_Extract_
↓↓↓
No water available from bore well , open well , spring have same physical & chemical characteristics, hence treatment employed / design of the plant should be different , primarily depending upon the result of raw water analysis report.
There are generally 3 types of impurities in raw water which needs treatment :
The Capillary column method should be employed to ascertain the level of pesticides too, in raw water as it takes special carbon to treat excess level of pesticides.
PLANT & MACHINERY
Processes, technology and equipment employed to purify the water
There are various processes employed to purify the water and various combinations are incorporated so that the final composition of the product confirms to latest BIS norms.
Desalination is defined as the removal of dissolved salts from various waters – brackish, sea, etc. Desalination can be performed by several processes including two-membrane process, namely reverse osmosis and electrodialysis. The other membrane process, which can be employed for partial desalination, include microfiltration, ultrafiltration and nanofiltration.
Desalination Membrane Technology is globally accepted, not only in desert lands of Middle East but also in water rich countries of America, Europe and Japan as well.
RO membrane are effective in removing constituents removed by the other membrane processes – including monovalent ions, such as sodium and chloride. RO membranes are efficient in removing TDS in any feedwater up to 40,000 ppm (i.e. sea water.)
Osmosis is natural bio-chemical process that affects the movement or diffusion of water molecules through a semi-permeable membrane towards a solution that has high TDS, and it is induced by osmotic pressure. RO is accomplished by forcing water molecules under pressure through a semi-permeable membrane out of solution that has high TDS. The feedwater on the inlet side becomes brine and water that passes through – permeates, becomes the product water.
RO membrane can be distinguished from other membranes based on pore size, which is around 0.0005 microns. The pore size of RO membrane is small, that it functions primarily by diffusion instead of filtration or adsorption.
↑↑↑
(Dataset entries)
↓↓↓
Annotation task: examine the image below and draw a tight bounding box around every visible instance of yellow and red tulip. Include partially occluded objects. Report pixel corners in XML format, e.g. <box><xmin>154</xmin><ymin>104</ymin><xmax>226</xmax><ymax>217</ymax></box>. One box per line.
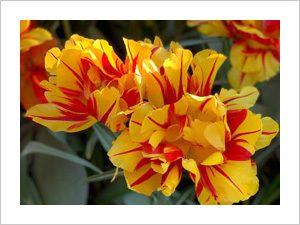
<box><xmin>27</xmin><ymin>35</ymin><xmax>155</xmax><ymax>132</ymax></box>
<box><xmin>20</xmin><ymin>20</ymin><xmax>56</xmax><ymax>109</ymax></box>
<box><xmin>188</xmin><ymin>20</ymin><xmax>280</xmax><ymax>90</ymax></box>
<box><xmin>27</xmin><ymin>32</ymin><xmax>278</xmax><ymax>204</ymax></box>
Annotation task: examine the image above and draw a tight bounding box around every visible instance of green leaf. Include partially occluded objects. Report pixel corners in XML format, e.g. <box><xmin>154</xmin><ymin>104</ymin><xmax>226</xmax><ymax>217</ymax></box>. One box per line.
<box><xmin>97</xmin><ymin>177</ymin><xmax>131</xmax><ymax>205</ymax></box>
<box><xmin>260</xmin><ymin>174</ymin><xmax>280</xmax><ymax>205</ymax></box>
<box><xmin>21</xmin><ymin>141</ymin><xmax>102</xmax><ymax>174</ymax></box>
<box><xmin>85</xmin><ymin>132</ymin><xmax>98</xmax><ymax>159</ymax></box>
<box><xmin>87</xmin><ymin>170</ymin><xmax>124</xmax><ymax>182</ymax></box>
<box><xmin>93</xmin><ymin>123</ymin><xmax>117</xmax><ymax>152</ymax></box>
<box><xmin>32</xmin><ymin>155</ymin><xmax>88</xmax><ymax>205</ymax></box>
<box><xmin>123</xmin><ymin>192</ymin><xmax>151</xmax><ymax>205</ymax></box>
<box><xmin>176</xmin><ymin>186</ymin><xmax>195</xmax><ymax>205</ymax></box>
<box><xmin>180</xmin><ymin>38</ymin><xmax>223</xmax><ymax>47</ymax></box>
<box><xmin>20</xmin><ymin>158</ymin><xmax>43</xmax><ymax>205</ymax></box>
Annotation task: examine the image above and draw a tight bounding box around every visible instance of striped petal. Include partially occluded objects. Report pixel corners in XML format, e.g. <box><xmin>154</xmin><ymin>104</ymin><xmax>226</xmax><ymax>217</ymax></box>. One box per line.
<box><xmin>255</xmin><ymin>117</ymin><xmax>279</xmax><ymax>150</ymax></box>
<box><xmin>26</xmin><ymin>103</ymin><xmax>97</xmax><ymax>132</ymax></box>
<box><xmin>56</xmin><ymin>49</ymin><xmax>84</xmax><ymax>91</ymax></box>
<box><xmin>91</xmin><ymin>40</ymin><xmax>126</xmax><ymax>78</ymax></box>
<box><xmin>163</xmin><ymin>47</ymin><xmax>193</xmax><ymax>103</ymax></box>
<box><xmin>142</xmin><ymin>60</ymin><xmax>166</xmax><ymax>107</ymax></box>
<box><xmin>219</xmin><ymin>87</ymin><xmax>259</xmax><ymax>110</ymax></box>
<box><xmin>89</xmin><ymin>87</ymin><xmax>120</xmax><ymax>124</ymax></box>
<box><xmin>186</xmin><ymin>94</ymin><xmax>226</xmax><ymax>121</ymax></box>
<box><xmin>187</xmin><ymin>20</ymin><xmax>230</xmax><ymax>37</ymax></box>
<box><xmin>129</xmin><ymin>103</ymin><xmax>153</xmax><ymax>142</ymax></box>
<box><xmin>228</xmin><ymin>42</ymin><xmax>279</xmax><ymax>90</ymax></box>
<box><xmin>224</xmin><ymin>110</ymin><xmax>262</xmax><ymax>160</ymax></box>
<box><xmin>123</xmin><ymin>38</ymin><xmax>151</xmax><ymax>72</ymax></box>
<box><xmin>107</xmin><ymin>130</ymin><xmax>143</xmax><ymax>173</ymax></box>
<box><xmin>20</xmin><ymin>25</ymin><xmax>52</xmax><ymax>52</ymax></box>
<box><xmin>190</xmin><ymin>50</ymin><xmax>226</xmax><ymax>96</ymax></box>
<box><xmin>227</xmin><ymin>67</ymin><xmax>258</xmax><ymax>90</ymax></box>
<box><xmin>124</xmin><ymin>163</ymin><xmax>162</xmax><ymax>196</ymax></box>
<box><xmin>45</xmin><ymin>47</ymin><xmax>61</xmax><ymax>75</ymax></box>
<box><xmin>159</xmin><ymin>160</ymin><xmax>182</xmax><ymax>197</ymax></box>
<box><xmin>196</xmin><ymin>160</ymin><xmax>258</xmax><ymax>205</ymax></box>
↑↑↑
↓↓↓
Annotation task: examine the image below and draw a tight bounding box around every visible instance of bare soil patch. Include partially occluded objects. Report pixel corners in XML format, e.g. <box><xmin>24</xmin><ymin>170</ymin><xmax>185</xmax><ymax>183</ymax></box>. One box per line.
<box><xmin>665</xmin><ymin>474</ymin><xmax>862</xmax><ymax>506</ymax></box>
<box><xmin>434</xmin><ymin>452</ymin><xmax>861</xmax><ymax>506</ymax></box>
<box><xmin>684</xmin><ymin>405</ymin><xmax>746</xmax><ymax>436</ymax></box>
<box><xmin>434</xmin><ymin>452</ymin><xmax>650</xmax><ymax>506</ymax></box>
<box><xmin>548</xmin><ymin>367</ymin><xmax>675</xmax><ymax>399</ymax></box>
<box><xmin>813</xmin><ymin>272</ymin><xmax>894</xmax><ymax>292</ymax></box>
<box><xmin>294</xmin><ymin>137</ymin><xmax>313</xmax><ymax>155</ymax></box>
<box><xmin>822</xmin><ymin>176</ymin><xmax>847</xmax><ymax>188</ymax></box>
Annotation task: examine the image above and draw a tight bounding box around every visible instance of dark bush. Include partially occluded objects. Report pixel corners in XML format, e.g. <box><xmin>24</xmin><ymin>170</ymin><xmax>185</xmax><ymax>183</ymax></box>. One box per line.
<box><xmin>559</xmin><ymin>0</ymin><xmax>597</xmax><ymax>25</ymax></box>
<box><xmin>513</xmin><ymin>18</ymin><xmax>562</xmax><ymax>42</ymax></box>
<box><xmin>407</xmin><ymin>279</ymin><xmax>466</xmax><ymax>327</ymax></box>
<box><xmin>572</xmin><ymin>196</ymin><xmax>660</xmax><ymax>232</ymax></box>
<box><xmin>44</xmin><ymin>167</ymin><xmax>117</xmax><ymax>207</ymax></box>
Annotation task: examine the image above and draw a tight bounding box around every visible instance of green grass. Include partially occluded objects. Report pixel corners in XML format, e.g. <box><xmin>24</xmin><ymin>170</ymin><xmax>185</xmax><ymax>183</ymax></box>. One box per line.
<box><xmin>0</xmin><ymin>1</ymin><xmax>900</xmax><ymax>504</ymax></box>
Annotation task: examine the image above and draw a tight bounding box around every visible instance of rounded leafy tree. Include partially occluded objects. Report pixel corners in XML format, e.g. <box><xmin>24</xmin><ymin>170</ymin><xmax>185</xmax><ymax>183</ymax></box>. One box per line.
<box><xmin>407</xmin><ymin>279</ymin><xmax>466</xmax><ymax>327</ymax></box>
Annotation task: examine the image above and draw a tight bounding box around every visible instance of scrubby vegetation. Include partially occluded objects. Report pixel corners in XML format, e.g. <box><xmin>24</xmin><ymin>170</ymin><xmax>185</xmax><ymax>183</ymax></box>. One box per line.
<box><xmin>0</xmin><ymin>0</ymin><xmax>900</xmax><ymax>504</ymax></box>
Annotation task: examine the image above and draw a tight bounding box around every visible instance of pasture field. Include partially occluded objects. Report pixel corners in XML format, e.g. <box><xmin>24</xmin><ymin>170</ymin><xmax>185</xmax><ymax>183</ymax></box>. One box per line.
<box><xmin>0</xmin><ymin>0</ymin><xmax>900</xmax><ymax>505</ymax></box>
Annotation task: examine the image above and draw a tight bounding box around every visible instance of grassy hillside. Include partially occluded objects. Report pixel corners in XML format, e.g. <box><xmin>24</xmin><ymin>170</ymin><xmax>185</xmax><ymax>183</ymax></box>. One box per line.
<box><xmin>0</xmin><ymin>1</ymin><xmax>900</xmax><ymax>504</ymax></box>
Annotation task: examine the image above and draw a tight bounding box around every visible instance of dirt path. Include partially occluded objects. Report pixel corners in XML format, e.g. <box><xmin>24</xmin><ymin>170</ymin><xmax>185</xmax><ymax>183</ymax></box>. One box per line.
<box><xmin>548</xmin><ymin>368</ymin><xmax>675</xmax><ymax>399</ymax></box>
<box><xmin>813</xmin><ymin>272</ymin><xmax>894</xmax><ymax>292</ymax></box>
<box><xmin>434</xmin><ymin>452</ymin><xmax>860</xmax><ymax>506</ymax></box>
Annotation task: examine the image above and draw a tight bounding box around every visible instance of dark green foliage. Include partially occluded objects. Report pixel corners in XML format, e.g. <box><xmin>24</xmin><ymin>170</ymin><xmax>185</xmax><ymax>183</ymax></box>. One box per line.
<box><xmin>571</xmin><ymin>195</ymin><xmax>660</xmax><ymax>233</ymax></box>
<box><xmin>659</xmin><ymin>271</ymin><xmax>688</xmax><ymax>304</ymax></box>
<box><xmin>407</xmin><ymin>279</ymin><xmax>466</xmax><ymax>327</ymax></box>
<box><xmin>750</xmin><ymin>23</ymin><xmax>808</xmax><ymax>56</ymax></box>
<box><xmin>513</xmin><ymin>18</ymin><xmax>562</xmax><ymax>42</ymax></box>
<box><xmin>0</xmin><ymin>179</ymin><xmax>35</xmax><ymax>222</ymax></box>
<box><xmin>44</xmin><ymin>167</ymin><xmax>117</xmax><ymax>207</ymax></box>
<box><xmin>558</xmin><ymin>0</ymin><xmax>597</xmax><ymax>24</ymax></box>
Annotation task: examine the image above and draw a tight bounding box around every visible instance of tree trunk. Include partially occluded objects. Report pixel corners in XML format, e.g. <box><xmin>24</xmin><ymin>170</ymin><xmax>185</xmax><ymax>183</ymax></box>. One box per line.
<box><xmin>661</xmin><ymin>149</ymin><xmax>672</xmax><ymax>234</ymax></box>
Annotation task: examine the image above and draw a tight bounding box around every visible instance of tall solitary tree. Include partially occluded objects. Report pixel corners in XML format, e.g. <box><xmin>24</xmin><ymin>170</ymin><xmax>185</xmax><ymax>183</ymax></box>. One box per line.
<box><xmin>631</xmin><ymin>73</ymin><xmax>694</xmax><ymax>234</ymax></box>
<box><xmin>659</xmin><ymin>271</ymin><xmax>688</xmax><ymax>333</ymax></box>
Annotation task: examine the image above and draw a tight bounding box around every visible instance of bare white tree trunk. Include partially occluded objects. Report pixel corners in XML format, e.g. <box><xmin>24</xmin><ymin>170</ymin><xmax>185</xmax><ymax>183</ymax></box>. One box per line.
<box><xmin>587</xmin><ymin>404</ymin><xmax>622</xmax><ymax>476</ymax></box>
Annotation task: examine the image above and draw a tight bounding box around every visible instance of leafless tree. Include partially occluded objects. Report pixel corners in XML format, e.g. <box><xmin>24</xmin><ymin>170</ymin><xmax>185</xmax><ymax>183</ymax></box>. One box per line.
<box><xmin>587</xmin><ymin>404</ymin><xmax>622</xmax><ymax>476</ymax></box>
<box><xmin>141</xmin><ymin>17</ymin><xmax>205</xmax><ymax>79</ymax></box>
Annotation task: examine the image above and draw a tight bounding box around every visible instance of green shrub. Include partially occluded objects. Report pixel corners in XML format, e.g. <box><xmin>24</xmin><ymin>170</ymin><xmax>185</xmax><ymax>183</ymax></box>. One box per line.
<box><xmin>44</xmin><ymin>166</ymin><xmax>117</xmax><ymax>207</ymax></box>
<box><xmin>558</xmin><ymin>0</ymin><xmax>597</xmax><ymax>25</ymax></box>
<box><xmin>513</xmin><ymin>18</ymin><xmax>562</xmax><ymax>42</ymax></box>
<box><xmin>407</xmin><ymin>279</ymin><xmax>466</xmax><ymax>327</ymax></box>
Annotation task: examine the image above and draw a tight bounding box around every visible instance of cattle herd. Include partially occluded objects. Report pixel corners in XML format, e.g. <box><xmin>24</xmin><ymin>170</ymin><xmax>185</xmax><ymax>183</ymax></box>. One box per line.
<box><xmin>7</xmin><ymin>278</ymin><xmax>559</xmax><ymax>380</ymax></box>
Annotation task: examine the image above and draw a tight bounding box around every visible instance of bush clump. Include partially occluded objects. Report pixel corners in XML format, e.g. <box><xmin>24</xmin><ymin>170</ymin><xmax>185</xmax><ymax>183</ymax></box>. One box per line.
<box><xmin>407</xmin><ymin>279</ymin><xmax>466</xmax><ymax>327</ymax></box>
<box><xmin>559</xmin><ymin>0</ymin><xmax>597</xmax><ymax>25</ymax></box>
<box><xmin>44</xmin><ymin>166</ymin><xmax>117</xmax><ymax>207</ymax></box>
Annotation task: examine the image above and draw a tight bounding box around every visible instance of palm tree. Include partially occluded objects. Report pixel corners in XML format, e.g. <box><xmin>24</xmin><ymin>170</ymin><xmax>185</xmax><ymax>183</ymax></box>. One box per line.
↑↑↑
↓↓↓
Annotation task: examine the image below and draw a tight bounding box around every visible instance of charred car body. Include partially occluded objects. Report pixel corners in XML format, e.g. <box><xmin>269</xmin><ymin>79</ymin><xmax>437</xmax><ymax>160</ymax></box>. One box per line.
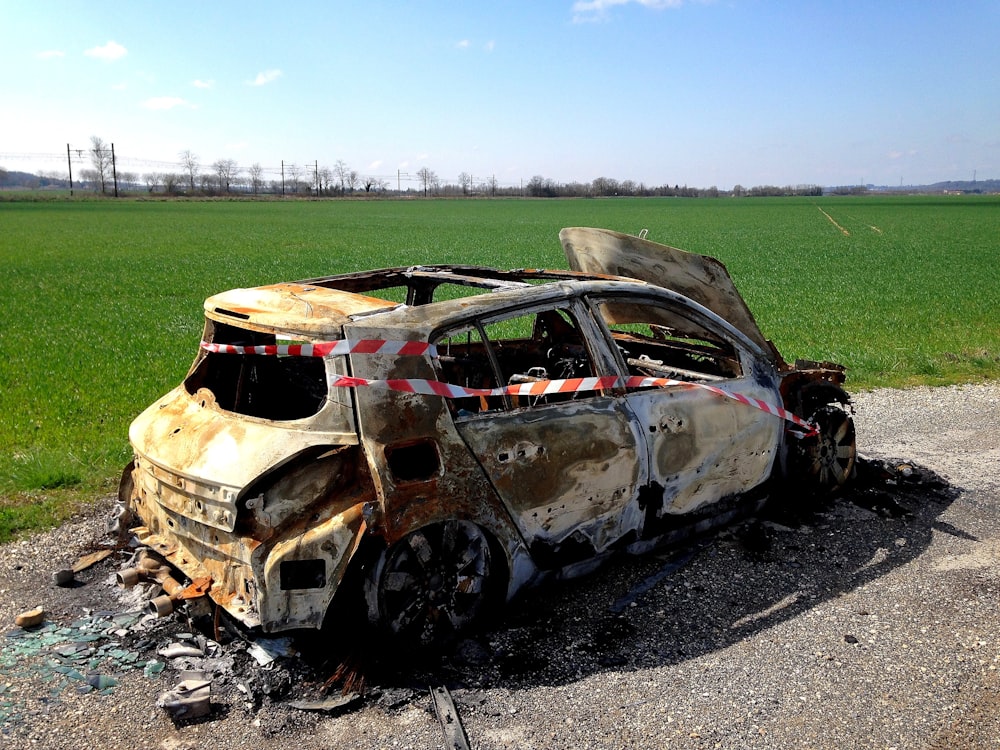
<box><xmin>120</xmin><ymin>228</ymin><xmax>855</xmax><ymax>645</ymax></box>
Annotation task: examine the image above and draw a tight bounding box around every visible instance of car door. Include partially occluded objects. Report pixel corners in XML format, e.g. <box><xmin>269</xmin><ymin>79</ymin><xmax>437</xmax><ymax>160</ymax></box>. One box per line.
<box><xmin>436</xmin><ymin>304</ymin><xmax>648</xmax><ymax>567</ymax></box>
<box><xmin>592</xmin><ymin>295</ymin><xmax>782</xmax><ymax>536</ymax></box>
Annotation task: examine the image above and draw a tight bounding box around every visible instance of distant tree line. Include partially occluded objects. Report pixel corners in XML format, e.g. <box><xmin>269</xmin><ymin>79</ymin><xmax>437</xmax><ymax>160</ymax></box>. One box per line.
↑↑↑
_Things to do_
- 1) Copy out the passage of the water treatment text that begins at the words "There are generally" and stops after the words "ultrafiltration and nanofiltration.".
- 2) Answer these questions from the water treatment text:
(a) What pore size does it give for an RO membrane?
(b) Up to what TDS level in feedwater are RO membranes said to be efficient?
(c) Which method should be used to ascertain the level of pesticides in raw water?
- 3) Continue the water treatment text, starting after its last sentence.

_Your written answers_
- 1)
There are generally 3 types of impurities in raw water which needs treatment :
The Capillary column method should be employed to ascertain the level of pesticides too, in raw water as it takes special carbon to treat excess level of pesticides.
PLANT & MACHINERY
Processes, technology and equipment employed to purify the water
There are various processes employed to purify the water and various combinations are incorporated so that the final composition of the product confirms to latest BIS norms.
Desalination is defined as the removal of dissolved salts from various waters – brackish, sea, etc. Desalination can be performed by several processes including two-membrane process, namely reverse osmosis and electrodialysis. The other membrane process, which can be employed for partial desalination, include microfiltration, ultrafiltration and nanofiltration.

- 2)
(a) Around 0.0005 microns.
(b) Up to 40,000 ppm, which is sea water.
(c) The Capillary column method.

- 3)
NF is effective in removing divalent ions (i.e. calcium and magnesium), larger monovalent ions (i.e. sulphate), high molecular weight organic molecules, and colour. NF membranes are ef icient in softening feedwater below 1,000 mg/l TDS. These membranes provide significant rejection of hardness caused by dissolved calcium and magnesium. The pore size of NF membranes range between 0.0007 to 0.01 microns. (Taylor, 1989, 18)
UF is effective in removing high molecular weight proteins and organic, bacteria and viruses. Rejection of monovalent and divalent ions are considerably less than RO and NF. UF membrane pores are smaller than MF but greater than NF, and range between 0.001 to 0.1 microns. The primary mechanism of constituent removal is filtration, however, some salts are transported across the semi-permeable membranes by diffusion.
MF is effective in removing suspended solids of all types, bacteria and larger colloids. These membranes generally filter out suspended constituents in feedwater. Adsorption and diffusion can account for some removal, but are not as effective as UF.
When a dilute solution and a concentrated solution are partitioned by a semi-permeable membrane, the solvent (water in this case) in the dilute solution will diffuse through the membrane into the concentrated solution side. This phenomenon is called “Osmosis”.
When a pressure greater than the osmotic pressure is applied to the concentrated solution side, the solvent will flow from the more concentrated solution into the dilute concentrated solution, that is, in the direction opposite to osmosis.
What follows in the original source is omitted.